Talvez se possa dizer que o período em que os Estados Unidos do Brazil editaram (quase todos) seus respectivos códigos de processo penal seja o que simbolizou uma mais significativa descentralização do poder, ao longo dos 520 anos de nossa história.
Bem observou, a propósito, o Ministro Sepúlveda Pertence, ao proferir voto no julgamento da Reclamação n.º 370-1/MT: “No Brasil, a escalada centralista iniciada com a Constituição de 34, acentua-se nas posteriores, ainda quando se faça completa abstração das fases de paroxismo unitarista dos regimes autoritários de 37 e 67/69, para só levar em conta os textos democratizantes de 46 e 88”.
Houve, de fato, essa escalada centralizadora em nossa história política, mas, em verdade, tudo indica que apenas retomamos uma característica de nosso Estado, o qual, desde seus primórdios, com as Capitanias Hereditárias – em relação às quais uma aparente descentralização administrativa e política ocultava o poder central da Coroa – ostentou relações de poder divididas entre governantes e representantes da elite econômica e política.
A constitucionalização dessa escolha veio com a Carta Política de 1891, cujo art. 1º proclamou, em língua original: “Art. 1º. A Nação Brasileira adopta como fórma de governo, sob o regimen representativo, a Republica Federativa proclamada a 15 de novembro de 1889, e constitue-se, por união perpetua e indissoluvel das suas antigas provincias, em Estados Unidos do Brasil.” Desde então, até 1930 – quando, por decreto, Getúlio Vargas dissolveu o Congresso Nacional, as Assembleias Legislativas Estaduais e as Câmaras Municipais, além de cassar os mandatos dos Governadores e Prefeitos, substituídos por interventores – vivenciamos um momento distinto na relação entre o poder central e as unidades federadas.

--

TAREFAS:
a) Responda, com base no texto sobre a descentralização do poder no Brasil:
(i) Em que julgamento o Ministro Sepúlveda Pertence proferiu o voto citado?
(ii) Segundo a citação desse voto, com qual Constituição se iniciou a escalada centralista?
(iii) Em que ano Getúlio Vargas dissolveu, por decreto, o Congresso Nacional?
b) Escreva a continuação do texto sobre a descentralização do poder no Brasil a partir do ponto em que ele termina.

(Entradas de anotação de caixas delimitadoras)
--

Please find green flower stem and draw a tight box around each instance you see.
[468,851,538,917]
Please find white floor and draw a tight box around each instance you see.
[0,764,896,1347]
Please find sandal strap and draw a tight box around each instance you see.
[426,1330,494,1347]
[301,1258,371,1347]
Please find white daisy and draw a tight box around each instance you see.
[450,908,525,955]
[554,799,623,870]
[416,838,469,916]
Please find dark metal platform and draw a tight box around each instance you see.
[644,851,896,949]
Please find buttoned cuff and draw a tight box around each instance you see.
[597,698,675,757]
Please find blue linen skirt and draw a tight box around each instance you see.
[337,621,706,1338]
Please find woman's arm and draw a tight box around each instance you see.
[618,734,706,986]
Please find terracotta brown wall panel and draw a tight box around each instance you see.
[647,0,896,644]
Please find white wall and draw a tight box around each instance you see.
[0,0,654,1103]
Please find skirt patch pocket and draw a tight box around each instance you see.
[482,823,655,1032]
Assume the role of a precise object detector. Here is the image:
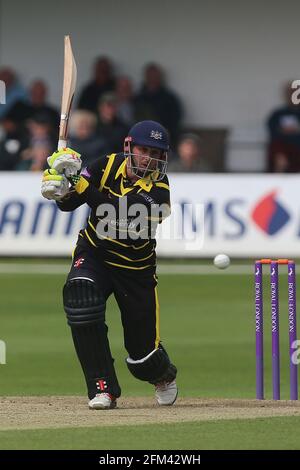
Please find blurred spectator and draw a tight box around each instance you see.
[78,56,115,113]
[135,63,183,146]
[0,67,27,119]
[116,76,135,127]
[9,79,59,134]
[16,113,57,171]
[168,134,211,173]
[267,82,300,173]
[68,110,107,166]
[0,111,28,171]
[97,93,128,153]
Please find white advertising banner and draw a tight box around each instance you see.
[0,173,300,257]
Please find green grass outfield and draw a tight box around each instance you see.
[0,260,300,449]
[0,417,300,450]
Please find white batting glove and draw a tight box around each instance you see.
[47,147,82,178]
[41,169,69,201]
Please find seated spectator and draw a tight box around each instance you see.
[168,134,211,173]
[267,83,300,173]
[68,110,107,166]
[135,63,183,147]
[116,76,135,127]
[97,93,128,153]
[0,111,28,171]
[9,80,60,134]
[16,113,57,171]
[77,57,115,113]
[0,67,27,119]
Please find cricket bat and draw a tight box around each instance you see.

--

RESPOSTAS POR TAREFA:
a)
(i) No julgamento da Reclamação n.º 370-1/MT.
(ii) Com a Constituição de 34.
(iii) Em 1930.

b)
A inspiração desse federalismo veio, como sabido, dos Estados Unidos da América, formados inicialmente pelas 13 colônias que se desprenderam da Coroa britânica. Todavia, enquanto o modelo federativo estadunidense sempre foi do tipo centrífugo, caracterizado por uma maior descentralização do poder, com distribuição ampla de competências com os Estados e Municípios, o brasileiro nunca abriu mão de um maior poder central, ainda que, nesse período da Primeira República, tenha delegado aos estados, no que interessa, a competência para legislar em matéria processual.
Copiamos a forma de governo, copiamos o modelo da Suprema Corte (embora a nossa, inicialmente, contasse com 15 membros, ao invés dos 9 justices da homólogo tribunal norteamericano) e copiamos outros “produtos” dos EUA, como ilustra Aliomar Baleeiro:
Por outro lado, o establishment dos velhos políticos, dos barões, viscondes e marqueses, banqueiros e exportadores, desfalcadas as fileiras pela deserção dos fazendeiros e militares, não conseguira captar a lealdade dos filhos, os jovens, que desde 1870 se deixavam fascinar pela sereia republicana, ou pelo positivismo e pelas instituições norte-americanas, às quais creditavam o formidável desenvolvimento econômico dos Estados Unidos nos dois decênios após o término da Guerra de Secessão. Nas classes médias, muitas crianças nascidas por esse tempo ganhavam como prenome “Washington”, “Hamilton”, “Jefferson”, do mesmo modo que um menino nascido em meio do século XIX, no fastígio da Carta de 1824, fora batizado Benjamin Constant Botelho de Magalhães (CONSTITUIÇÕES BRASILEIRAS Volume II, 1891. Brasília: Senado Federal, 2012).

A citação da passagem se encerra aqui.